---------- ENTRIES SUPPLIED ----------

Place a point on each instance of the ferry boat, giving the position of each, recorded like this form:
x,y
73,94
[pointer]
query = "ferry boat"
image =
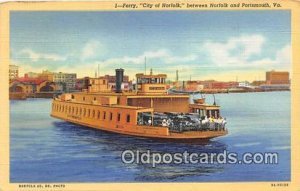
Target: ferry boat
x,y
147,111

----------

**SET PROBLEM**
Please edit the items above by changing every "ferry boat" to "passenger ferry" while keeping everything else the same. Omit the pictures from your answer.

**RESPONSE BELOW**
Place a point on each instance of the passenger ferry, giving the position of each, recorded like this form:
x,y
73,94
[pointer]
query = "passenger ferry"
image =
Target: passenger ferry
x,y
147,111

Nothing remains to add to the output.